Exercise: Transcribe the line containing "Localize red-tiled roof." and every line after it, exactly, through the end of the records.

Task inputs:
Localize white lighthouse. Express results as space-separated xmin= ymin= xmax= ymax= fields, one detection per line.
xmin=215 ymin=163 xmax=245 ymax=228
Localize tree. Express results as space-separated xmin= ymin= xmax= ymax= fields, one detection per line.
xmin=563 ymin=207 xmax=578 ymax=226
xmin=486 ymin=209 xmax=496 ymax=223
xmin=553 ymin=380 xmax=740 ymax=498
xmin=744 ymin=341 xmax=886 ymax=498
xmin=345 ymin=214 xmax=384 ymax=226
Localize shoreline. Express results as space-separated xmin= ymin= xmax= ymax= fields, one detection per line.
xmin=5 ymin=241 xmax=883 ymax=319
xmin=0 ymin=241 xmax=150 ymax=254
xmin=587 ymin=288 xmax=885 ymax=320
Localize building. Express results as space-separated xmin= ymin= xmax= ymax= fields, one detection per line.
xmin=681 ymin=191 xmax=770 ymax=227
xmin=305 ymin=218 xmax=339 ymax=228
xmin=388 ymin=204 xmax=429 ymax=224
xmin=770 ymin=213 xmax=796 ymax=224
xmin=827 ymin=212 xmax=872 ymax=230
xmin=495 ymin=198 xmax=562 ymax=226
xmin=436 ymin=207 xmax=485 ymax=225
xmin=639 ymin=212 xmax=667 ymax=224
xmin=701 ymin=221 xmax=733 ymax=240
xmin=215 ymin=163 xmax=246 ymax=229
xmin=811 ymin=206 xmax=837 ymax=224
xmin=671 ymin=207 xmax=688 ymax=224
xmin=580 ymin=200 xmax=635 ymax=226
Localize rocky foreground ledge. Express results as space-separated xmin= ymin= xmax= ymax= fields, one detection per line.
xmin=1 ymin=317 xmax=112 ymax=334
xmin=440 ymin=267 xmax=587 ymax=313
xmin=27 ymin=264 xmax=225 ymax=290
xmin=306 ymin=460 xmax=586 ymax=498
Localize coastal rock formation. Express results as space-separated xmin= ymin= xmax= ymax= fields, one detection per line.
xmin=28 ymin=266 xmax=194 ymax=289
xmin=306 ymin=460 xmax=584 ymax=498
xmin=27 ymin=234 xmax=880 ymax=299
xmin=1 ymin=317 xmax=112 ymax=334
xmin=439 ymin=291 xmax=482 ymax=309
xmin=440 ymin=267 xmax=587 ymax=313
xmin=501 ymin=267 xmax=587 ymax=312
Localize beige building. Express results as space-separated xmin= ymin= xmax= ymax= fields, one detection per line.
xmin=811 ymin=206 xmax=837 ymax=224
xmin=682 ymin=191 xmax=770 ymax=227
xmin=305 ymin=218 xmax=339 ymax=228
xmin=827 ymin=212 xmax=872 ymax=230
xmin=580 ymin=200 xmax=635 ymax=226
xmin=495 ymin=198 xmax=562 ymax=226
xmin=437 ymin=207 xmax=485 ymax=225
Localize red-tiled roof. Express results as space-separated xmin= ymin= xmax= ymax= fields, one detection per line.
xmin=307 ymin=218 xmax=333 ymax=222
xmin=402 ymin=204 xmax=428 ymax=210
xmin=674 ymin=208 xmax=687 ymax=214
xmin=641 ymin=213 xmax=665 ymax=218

Task response:
Localize red-tiled roof. Express results as space-separated xmin= ymin= xmax= ymax= fields, one detection per line.
xmin=307 ymin=218 xmax=333 ymax=222
xmin=402 ymin=204 xmax=428 ymax=210
xmin=674 ymin=208 xmax=687 ymax=214
xmin=641 ymin=213 xmax=665 ymax=218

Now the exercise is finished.